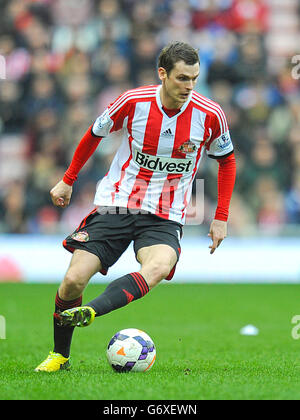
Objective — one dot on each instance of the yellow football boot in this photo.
(53, 363)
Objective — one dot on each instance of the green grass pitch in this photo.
(200, 352)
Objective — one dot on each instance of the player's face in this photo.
(177, 86)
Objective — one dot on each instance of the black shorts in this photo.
(107, 233)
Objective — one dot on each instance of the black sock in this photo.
(63, 335)
(119, 293)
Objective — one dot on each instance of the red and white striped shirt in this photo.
(158, 158)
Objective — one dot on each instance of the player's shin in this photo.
(63, 335)
(119, 293)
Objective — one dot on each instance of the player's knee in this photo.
(73, 284)
(157, 271)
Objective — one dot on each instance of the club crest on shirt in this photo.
(187, 147)
(81, 236)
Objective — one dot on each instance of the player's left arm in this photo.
(220, 147)
(226, 181)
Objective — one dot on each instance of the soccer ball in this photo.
(131, 350)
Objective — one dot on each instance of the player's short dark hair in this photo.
(177, 51)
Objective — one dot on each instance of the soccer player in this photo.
(144, 195)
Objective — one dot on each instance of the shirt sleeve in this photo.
(114, 117)
(219, 144)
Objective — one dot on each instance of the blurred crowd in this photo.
(66, 60)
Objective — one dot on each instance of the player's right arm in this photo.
(110, 120)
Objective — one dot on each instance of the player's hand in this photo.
(217, 232)
(61, 194)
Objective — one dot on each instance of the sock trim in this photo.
(67, 304)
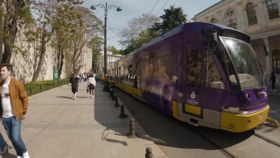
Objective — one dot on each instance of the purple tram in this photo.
(201, 73)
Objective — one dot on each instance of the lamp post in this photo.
(105, 7)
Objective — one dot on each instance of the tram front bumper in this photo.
(243, 122)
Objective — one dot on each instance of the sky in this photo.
(116, 21)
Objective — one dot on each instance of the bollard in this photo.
(111, 92)
(114, 97)
(131, 133)
(122, 115)
(149, 153)
(117, 102)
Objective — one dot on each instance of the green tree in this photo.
(171, 18)
(13, 14)
(137, 33)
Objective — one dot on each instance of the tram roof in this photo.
(180, 28)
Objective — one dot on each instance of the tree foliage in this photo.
(13, 15)
(137, 32)
(171, 18)
(145, 28)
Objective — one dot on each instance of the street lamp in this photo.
(106, 7)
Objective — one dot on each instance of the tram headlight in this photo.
(235, 110)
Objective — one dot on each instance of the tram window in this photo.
(193, 68)
(213, 76)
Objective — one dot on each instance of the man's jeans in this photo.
(3, 144)
(13, 127)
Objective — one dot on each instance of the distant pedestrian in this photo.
(14, 103)
(3, 145)
(272, 80)
(91, 85)
(74, 80)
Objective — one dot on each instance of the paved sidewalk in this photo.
(59, 127)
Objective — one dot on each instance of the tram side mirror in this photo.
(174, 80)
(213, 40)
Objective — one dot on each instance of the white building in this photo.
(260, 19)
(110, 59)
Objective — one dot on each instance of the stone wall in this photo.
(24, 61)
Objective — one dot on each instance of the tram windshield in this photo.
(244, 62)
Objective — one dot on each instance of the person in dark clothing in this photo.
(74, 80)
(272, 80)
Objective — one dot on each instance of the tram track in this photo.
(263, 143)
(223, 150)
(267, 139)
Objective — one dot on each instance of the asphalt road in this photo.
(178, 139)
(274, 102)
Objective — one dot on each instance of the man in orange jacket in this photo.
(14, 102)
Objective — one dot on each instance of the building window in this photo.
(214, 20)
(276, 60)
(251, 14)
(272, 8)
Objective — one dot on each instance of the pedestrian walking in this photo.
(3, 145)
(273, 81)
(14, 103)
(74, 80)
(91, 85)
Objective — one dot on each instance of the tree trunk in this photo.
(10, 25)
(41, 57)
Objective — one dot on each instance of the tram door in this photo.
(192, 83)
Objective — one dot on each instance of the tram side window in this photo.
(193, 67)
(213, 76)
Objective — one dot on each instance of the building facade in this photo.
(111, 58)
(260, 19)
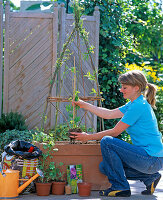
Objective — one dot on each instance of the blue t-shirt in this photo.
(143, 128)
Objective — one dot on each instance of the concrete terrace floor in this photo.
(136, 188)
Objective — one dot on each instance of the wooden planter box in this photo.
(89, 155)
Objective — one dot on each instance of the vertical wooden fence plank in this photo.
(1, 53)
(6, 58)
(54, 54)
(62, 37)
(96, 39)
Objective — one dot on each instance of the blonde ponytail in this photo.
(150, 94)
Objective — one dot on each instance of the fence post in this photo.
(1, 53)
(55, 39)
(6, 58)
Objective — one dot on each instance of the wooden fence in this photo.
(1, 52)
(32, 43)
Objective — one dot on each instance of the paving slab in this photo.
(136, 188)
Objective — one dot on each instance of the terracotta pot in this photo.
(43, 189)
(84, 189)
(58, 188)
(88, 155)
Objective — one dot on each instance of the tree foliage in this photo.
(130, 32)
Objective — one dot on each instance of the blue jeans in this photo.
(122, 161)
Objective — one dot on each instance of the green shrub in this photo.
(12, 120)
(11, 135)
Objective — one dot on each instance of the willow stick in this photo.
(74, 90)
(57, 67)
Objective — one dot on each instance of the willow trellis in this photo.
(32, 43)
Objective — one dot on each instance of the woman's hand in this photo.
(79, 103)
(84, 137)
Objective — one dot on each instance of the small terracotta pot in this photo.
(84, 189)
(43, 189)
(58, 188)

---------------

Prompt:
Without including any picture, retype the entries exactly.

Expected output:
Objective — one dot on each instance of the yellow football boot in this photo.
(53, 363)
Objective — one dot on each instance of the green grass pitch in this photo.
(200, 352)
Objective — one dot on each instance of the player's face in this photo.
(177, 86)
Objective — one dot on each instance of the black shorts in this photo.
(107, 233)
Objective — one dot on each instance of the black sock in this photo.
(63, 335)
(119, 293)
Objective — one dot on each instance of the red and white striped shirt in this photo.
(158, 158)
Objective — one dot on each instance of the player's shin in this photo.
(63, 335)
(119, 293)
Objective — one dot on each instance of the player's knee in this photo.
(73, 284)
(157, 271)
Objective — one dot on each instance of the club crest on shirt in this photo.
(187, 147)
(81, 236)
Objective — one dot on each instance of the player's left arm in this photo.
(220, 147)
(226, 181)
Objective — one dot on each instance of the soccer ball in this photo.
(131, 350)
Objective — one dot on each instance of the player's short dark hair in this photo.
(177, 51)
Objective — one dot on each instance of the soccer player in this photo.
(144, 195)
Objective — one dot on each instance of the shirt sleeve in this photo.
(114, 117)
(219, 144)
Objective — one dot on each instance of the blurred crowd in this photo.
(66, 60)
Objective — one dot on each instance of the player's right arm in this photo.
(110, 120)
Objective — one dot on each instance of the player's hand in this photo.
(217, 232)
(61, 194)
Objective — one dot on each instance of the sock trim in this photo.
(67, 304)
Objective — one dot on each instance of the purple tram in this photo.
(201, 73)
Objective — one dot on each instance of the lamp post in this photo.
(105, 7)
Objective — one dot on each instance of the tram front bumper in this photo.
(243, 122)
Objective — one dot on each instance of the sky in this photo.
(116, 21)
Objective — one dot on each instance of the bollard in this photo.
(111, 92)
(114, 97)
(131, 133)
(122, 115)
(149, 153)
(117, 102)
Objective — one dot on each instance of the green tree in this photo.
(171, 18)
(13, 14)
(137, 33)
Objective — one dot on each instance of the tram roof in this photo.
(180, 28)
Objective — one dot on each instance of the tree foliage in this photo.
(13, 15)
(137, 32)
(171, 18)
(145, 28)
Objective — one dot on each instance of the street lamp in this photo.
(106, 7)
Objective — one dot on each instance of the tram headlight in this photo.
(235, 110)
Objective — one dot on each instance of the tram window in this photo.
(193, 68)
(213, 76)
Objective — one dot on each instance of the man's jeans in this photo.
(3, 144)
(13, 127)
Objective — one dot on each instance of the distant pedestrian in this photo.
(14, 103)
(3, 145)
(272, 80)
(91, 85)
(74, 80)
Objective — one dot on each instance of the paved sidewalk in this photo.
(59, 127)
Objective — one dot on each instance of the tram side mirror in this photo.
(174, 80)
(213, 40)
Objective — one dot on each instance of the white building in this photo.
(260, 19)
(110, 59)
Objective — one dot on each instance of the stone wall in this photo.
(24, 61)
Objective — one dot on each instance of the tram windshield in this photo.
(244, 62)
Objective — one dot on each instance of the person in dark clothing in this photo.
(74, 80)
(272, 80)
Objective — one dot on each instance of the tram track in this photo.
(263, 143)
(223, 150)
(267, 139)
Objective — one dot on each instance of the asphalt road in this photo.
(178, 139)
(274, 102)
Objective — one dot on each instance of the man in orange jacket in this photo.
(14, 102)
Objective — one dot on each instance of the building window in this photo.
(214, 20)
(276, 60)
(251, 14)
(272, 8)
Objective — one dot on each instance of the pedestrian walking in this photo.
(3, 145)
(273, 81)
(14, 103)
(74, 80)
(91, 85)
Objective — one dot on each instance of the tree trunk in this photo.
(10, 25)
(41, 57)
Objective — one dot on each instance of the tram door in this photo.
(192, 83)
Objective — one dot on each instance of the tram side window in this photo.
(193, 67)
(213, 76)
Objective — one dot on each instance of the building facade in this photo.
(111, 58)
(260, 19)
Objective — one dot on each instance of the blue t-shirt in this photo.
(143, 128)
Objective — one dot on each instance of the concrete terrace floor in this photo.
(136, 188)
Objective — one dot on each instance of the wooden planter box in this photo.
(89, 155)
Objective — one dot on each instance of the vertical wooden fence plank in this photo.
(1, 53)
(6, 58)
(54, 54)
(62, 37)
(96, 39)
Objective — one dot on each instance of the blonde ponytail in this photo.
(150, 94)
Objective — one dot on each instance of the fence post in this photo.
(1, 53)
(55, 39)
(6, 58)
Objective — one dot on each instance of the wooden fence in this photo.
(1, 52)
(32, 43)
Objective — one dot on each instance of the paving slab in this photo.
(136, 188)
Objective — one dot on each instance of the terracotta pot in this photo.
(43, 189)
(84, 189)
(58, 188)
(88, 155)
Objective — one dot on each instance of the tree foliage in this photo.
(130, 32)
Objective — one dot on each instance of the blue jeans in this photo.
(122, 161)
Objective — one dot on each instance of the green shrub in this photo.
(12, 120)
(11, 135)
Objective — one dot on each instance of the willow stick in this photo.
(74, 90)
(57, 67)
Objective — one dot on each instance of the willow trellis in this photo.
(32, 43)
Objective — one dot on each instance of the woman's hand in this photo.
(79, 103)
(84, 137)
Objective — one dot on each instance of the small terracotta pot in this photo.
(84, 189)
(43, 189)
(58, 188)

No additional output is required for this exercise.